**JOB:**
Please return the stretch from "Despite being thirty-cough-cough-hack, Rand" through "more like vanilla." in the passage about Rand and Geraldine's late nights, copied word for word.

**SELECTED EXTRACT:**
Rand and his new bestie.

Despite being thirty-cough-cough-hack, Rand and I live our lives like we are perpetually in our twenties. We stay up late, we sleep in, we make cookies at 10pm and watch cartoons while they bake, our home gradually smelling more and more like vanilla.

Actually, I don’t think people in their 20s even do that, do they? We’re like fifth graders who, through some hilarious oversight by the CPS, have been left to their own devices.

Even as we get squishier and older and grayer, we keep doing stuff like this, because we haven’t really gotten the message on adulthood. People have tried to deliver it, numerous times, but we either pretend we’re not home, or that we aren’t Rand and Geraldine. We’re pretty great at it, owing to all those years we had to escape Rand’s creditors.

**STORED DATA:**
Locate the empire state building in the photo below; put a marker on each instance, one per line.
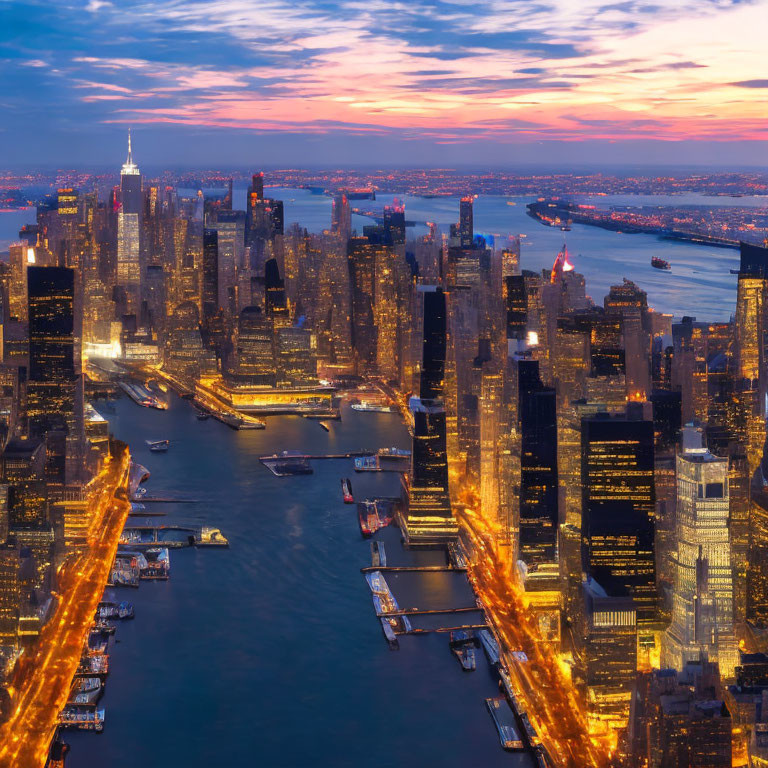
(128, 231)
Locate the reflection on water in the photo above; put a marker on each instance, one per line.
(269, 653)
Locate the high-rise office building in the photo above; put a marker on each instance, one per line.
(466, 221)
(618, 509)
(52, 370)
(537, 415)
(210, 272)
(702, 598)
(429, 519)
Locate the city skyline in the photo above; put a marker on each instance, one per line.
(509, 83)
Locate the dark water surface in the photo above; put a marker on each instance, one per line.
(269, 653)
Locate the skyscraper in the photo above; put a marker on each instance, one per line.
(129, 231)
(466, 221)
(618, 509)
(52, 372)
(210, 272)
(429, 519)
(538, 466)
(702, 598)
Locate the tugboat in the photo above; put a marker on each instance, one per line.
(346, 490)
(463, 647)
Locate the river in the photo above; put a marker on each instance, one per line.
(699, 284)
(269, 653)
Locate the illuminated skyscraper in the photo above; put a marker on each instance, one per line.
(341, 215)
(538, 466)
(466, 221)
(129, 230)
(618, 509)
(52, 372)
(429, 519)
(702, 600)
(210, 272)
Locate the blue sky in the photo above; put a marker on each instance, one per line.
(321, 82)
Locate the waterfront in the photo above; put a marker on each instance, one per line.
(269, 652)
(700, 283)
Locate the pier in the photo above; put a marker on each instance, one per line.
(444, 629)
(309, 456)
(414, 568)
(428, 612)
(150, 536)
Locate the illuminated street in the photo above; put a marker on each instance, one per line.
(45, 679)
(541, 686)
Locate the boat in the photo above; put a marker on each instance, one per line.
(82, 717)
(385, 603)
(490, 646)
(85, 690)
(366, 407)
(385, 460)
(504, 720)
(378, 555)
(462, 646)
(287, 463)
(104, 627)
(373, 516)
(123, 610)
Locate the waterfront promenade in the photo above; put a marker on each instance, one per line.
(43, 681)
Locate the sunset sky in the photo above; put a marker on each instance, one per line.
(365, 81)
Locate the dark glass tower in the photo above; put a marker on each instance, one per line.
(538, 466)
(618, 509)
(210, 272)
(430, 518)
(466, 224)
(274, 289)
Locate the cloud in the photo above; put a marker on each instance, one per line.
(751, 83)
(502, 70)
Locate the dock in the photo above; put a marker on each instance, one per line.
(425, 631)
(504, 720)
(151, 536)
(429, 611)
(413, 568)
(317, 456)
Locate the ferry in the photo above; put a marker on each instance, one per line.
(121, 610)
(287, 463)
(385, 602)
(504, 721)
(385, 460)
(462, 646)
(371, 518)
(86, 686)
(366, 407)
(490, 646)
(82, 717)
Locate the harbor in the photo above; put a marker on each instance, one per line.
(293, 569)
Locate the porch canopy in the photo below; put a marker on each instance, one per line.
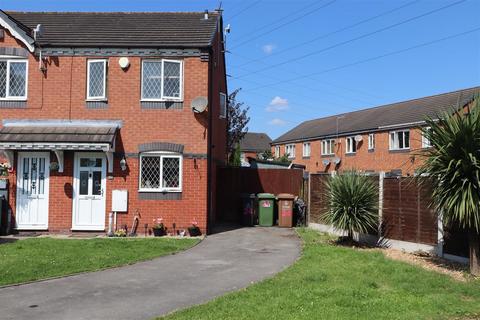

**TASK ANSWER:**
Despite being thirty-cough-cough-hack, Rand and I live our lives like we are perpetually in our twenties. We stay up late, we sleep in, we make cookies at 10pm and watch cartoons while they bake, our home gradually smelling more and more like vanilla.